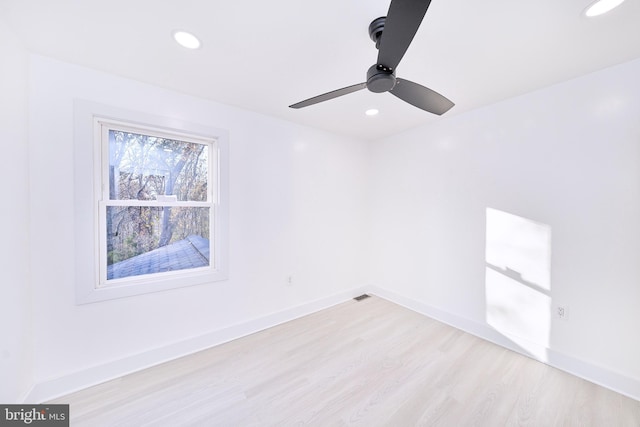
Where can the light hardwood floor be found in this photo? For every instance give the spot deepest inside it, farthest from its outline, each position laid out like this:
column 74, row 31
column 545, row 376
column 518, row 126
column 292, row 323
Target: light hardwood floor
column 368, row 363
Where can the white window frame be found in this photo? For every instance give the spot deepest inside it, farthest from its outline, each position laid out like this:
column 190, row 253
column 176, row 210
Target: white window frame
column 92, row 122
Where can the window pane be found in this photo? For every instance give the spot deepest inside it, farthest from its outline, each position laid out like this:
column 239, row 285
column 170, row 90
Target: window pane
column 142, row 167
column 146, row 240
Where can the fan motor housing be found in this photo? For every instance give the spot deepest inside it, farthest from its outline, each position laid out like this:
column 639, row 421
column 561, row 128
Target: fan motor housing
column 380, row 78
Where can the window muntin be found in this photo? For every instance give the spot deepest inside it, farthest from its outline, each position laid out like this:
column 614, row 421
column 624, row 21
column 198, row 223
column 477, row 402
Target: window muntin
column 156, row 212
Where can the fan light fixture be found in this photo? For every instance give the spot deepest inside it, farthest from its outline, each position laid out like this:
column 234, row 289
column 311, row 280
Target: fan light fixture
column 601, row 7
column 186, row 39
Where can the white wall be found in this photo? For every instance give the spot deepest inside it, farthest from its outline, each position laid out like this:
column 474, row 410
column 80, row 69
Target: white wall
column 567, row 158
column 297, row 199
column 15, row 313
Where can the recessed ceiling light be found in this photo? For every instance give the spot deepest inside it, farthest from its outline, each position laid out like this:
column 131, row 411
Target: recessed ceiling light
column 186, row 39
column 601, row 7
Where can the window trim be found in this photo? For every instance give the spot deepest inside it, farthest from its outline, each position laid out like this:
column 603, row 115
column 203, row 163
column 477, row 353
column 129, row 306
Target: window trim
column 88, row 196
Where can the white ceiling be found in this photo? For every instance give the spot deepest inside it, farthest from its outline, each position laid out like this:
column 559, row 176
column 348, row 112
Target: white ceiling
column 264, row 56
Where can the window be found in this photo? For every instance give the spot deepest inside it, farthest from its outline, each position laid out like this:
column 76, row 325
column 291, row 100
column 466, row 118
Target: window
column 159, row 205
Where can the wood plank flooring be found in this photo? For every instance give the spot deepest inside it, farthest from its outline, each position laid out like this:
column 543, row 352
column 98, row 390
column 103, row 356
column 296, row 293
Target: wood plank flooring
column 367, row 363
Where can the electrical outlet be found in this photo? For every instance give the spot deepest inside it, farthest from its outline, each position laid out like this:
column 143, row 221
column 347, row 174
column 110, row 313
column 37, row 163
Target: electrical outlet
column 561, row 312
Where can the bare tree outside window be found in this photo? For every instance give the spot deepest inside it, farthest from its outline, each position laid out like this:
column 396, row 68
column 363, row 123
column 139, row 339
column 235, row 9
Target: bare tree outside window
column 154, row 221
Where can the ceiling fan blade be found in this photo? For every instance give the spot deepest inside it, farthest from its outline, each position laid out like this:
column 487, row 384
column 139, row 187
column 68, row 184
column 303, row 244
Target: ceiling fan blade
column 421, row 97
column 329, row 95
column 403, row 19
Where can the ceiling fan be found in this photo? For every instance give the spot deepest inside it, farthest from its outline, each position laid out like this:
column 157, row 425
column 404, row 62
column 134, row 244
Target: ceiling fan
column 393, row 35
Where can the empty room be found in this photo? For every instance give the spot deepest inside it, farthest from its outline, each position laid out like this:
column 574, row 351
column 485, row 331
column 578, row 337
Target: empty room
column 376, row 213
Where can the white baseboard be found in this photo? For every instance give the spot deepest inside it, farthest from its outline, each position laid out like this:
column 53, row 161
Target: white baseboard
column 596, row 374
column 51, row 389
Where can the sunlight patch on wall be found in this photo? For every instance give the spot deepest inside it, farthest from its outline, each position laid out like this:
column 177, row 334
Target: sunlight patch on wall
column 517, row 280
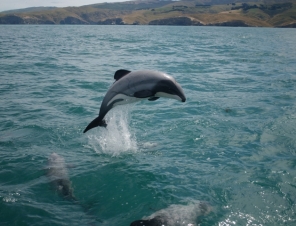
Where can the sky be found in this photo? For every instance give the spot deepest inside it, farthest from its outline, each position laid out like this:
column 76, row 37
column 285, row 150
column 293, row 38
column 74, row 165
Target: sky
column 20, row 4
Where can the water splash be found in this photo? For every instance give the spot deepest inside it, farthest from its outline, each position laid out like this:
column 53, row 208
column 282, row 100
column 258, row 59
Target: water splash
column 117, row 137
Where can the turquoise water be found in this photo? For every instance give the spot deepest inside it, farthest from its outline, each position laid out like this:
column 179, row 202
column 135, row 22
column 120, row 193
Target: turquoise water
column 231, row 144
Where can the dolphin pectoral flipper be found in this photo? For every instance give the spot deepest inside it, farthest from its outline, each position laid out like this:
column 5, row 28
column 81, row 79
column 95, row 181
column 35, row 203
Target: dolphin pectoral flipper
column 143, row 94
column 120, row 73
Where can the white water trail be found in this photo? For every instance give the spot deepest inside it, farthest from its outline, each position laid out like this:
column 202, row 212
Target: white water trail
column 117, row 138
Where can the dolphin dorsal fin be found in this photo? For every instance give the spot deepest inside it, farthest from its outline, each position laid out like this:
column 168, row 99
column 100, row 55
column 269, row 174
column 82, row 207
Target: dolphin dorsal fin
column 120, row 73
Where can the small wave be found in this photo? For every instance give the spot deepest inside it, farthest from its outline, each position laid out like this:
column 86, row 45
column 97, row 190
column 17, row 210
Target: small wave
column 117, row 138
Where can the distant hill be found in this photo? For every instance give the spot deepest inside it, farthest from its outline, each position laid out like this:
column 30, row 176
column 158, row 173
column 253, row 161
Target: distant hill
column 263, row 13
column 28, row 10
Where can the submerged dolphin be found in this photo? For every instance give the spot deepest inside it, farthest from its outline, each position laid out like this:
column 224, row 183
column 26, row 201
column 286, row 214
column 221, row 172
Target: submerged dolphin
column 176, row 215
column 134, row 86
column 58, row 176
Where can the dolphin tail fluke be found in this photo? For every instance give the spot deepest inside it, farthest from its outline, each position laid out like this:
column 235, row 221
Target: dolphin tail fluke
column 96, row 122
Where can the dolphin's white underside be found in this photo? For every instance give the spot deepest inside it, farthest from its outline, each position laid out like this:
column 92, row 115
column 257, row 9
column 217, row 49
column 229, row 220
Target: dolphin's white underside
column 125, row 99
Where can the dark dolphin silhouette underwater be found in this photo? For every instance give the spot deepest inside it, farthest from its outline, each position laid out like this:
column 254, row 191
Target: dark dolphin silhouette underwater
column 176, row 215
column 135, row 86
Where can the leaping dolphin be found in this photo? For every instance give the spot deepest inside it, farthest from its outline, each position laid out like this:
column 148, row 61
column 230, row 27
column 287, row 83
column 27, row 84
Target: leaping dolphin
column 134, row 86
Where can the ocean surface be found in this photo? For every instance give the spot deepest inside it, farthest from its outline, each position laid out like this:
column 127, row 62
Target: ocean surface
column 231, row 145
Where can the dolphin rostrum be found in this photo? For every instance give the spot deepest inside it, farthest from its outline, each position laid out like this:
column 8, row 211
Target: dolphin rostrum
column 176, row 215
column 58, row 176
column 134, row 86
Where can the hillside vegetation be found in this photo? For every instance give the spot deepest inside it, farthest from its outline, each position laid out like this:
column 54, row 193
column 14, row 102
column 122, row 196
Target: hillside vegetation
column 274, row 13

Work instructions: Word for word, write out the lines from the top of the records above down to the line holding "column 170, row 90", inclusive, but not the pictures.

Your solution:
Where can the light hardwood floor be found in this photo? For every instance give the spot deepest inside it, farthest from its outline, each position laid out like this:
column 74, row 31
column 545, row 376
column 518, row 126
column 292, row 323
Target: light hardwood floor
column 368, row 363
Where can the white window frame be found in this photo? For every instance give the spot deepest inside it, farthest from its outline, each position laid out like this:
column 190, row 253
column 176, row 210
Target: white window frame
column 92, row 122
Where can the window pane be found in this photo? For every instance give the spot deepest inside it, farthest from its outline, each position laid out like this:
column 239, row 285
column 170, row 90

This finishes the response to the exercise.